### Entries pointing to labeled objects

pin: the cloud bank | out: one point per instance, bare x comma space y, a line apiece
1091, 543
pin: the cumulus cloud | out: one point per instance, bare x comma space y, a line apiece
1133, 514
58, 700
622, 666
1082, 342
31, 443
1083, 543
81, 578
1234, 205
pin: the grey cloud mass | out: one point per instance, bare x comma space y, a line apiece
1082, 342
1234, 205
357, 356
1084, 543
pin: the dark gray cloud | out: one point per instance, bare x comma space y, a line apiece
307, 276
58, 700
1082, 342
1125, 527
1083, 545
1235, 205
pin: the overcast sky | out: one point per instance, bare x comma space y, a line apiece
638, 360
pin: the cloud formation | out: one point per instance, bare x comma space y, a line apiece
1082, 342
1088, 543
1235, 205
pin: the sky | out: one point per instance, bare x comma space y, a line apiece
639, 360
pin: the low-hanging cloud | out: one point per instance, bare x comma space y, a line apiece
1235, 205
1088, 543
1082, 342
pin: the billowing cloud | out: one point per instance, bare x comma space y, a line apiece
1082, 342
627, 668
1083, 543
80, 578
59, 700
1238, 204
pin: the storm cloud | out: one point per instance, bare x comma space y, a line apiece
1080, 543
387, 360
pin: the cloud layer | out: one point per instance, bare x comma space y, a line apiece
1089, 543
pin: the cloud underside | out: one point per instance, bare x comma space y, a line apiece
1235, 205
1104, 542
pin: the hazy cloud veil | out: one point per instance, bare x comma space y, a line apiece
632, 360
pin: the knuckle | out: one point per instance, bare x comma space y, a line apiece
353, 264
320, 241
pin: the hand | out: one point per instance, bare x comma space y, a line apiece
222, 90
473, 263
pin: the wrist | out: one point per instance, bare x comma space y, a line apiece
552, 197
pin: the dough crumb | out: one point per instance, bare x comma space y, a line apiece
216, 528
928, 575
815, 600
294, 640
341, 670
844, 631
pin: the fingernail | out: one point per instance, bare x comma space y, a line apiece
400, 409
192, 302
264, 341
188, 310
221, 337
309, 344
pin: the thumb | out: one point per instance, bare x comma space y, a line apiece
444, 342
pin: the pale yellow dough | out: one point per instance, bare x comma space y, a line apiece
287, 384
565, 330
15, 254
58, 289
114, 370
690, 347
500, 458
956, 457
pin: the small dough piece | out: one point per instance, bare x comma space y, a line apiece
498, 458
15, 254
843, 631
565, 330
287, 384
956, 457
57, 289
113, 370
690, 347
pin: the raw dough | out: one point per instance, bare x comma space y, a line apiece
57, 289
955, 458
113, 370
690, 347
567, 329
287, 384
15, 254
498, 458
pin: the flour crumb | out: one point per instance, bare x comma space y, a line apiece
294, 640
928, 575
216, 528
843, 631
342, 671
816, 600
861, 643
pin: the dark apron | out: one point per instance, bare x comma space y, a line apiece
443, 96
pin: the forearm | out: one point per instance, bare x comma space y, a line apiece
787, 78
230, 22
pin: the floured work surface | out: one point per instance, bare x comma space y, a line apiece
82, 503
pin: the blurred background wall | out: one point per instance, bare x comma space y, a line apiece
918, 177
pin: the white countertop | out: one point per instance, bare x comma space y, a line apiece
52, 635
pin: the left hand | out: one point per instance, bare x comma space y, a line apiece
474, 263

### WHAT YOU WILL DO
Could you retype every line of the material above, character for character, without changing anything?

### RESPONSE BELOW
pin: the cloud bank | out: one point per instance, bare x comma space y, a line apiece
1091, 543
pin: the cumulus cloud | out: one point per instance, bare x comma space y, a line apiece
1133, 514
58, 700
622, 666
1082, 342
31, 443
1083, 543
81, 578
1234, 205
pin: the grey cloud mass | out: one point per instance, bare x comma space y, a line apiece
1082, 342
1234, 205
357, 356
1084, 543
pin: the dark gray cloud | out: one point per instance, bare x comma space y, a line apiece
307, 276
58, 700
1082, 342
1125, 527
1083, 545
1235, 205
pin: the overcast sky | out: one point per instance, bare x comma space y, a line apiece
638, 360
pin: the cloud formation | out: one point per instance, bare x comma space y, a line apiece
1082, 342
1088, 543
1235, 205
pin: the sky | out: one point per instance, bare x comma space y, a line apiece
639, 360
pin: the low-hanging cloud | out: one point per instance, bare x comma space y, a line apiece
1235, 205
1088, 543
1082, 342
pin: the billowing cloud | out: one point per instance, bare x comma space y, a line apiece
1082, 342
627, 668
1083, 543
80, 578
59, 700
1238, 204
pin: the storm cloud | out: one point per instance, bare x comma space y, a line apiece
1080, 543
387, 360
pin: the cloud layer | out: one point per instance, bare x comma space y, a line apiece
1089, 543
pin: the cloud underside | out: one point per instance, bare x comma space y, a line apiece
1235, 205
1104, 542
pin: the hazy cloud veil | out: one point per instance, bare x comma space y, a line apiece
632, 360
pin: the knuckle | out: one point per instance, bare x comma space y, a line apiece
353, 264
320, 241
pin: the hand | out: one point per instance, bare x comma space y, a line apiece
222, 90
473, 263
pin: the wrist | out: one point per instance, bare x comma space y, a line apiece
552, 197
pin: the dough crumb | out: one point per instance, bare x comma space y, a line apiece
216, 528
928, 575
815, 600
294, 640
341, 670
844, 631
pin: the fingernail | out: one point per instance, bare x comma space y, a line apiece
400, 409
192, 302
264, 341
188, 310
221, 337
309, 344
pin: the thumb | out: one point per instance, bare x comma space y, a line apiece
444, 342
pin: the pale yellow dough | out: one point per instance, bare x comma space y, a line apiece
287, 384
565, 330
15, 254
58, 289
114, 370
690, 347
500, 458
956, 457
pin: the small dough piece | out: one point per instance, bare x comma space y, a line apiece
498, 458
15, 254
843, 631
565, 330
287, 384
956, 457
57, 289
113, 370
690, 347
pin: the raw dough | out: one point per instance, bare x comma space y, a line apiece
57, 289
955, 458
113, 370
690, 347
567, 329
287, 384
15, 254
498, 458
pin: the flour crumb | out: one point per instance, bare x comma space y, a line apiece
294, 640
928, 575
216, 528
843, 631
342, 671
816, 600
861, 643
pin: the dark apron | out: one point per instance, bare x comma space y, a line apiece
443, 96
pin: the forearm | out: one point per instance, bare x comma space y, a line apiece
787, 78
230, 22
pin: the floured work surface | out: one point per instance, bare x comma space y, a line apiece
82, 503
pin: the blurred background wall | out: one point per instance, bare x comma space y, a line apiece
918, 177
pin: the white countertop | out: one point per instance, bare x comma space y, a line apiece
52, 635
pin: the left hand | out: one point per instance, bare x comma space y, a line apiece
474, 263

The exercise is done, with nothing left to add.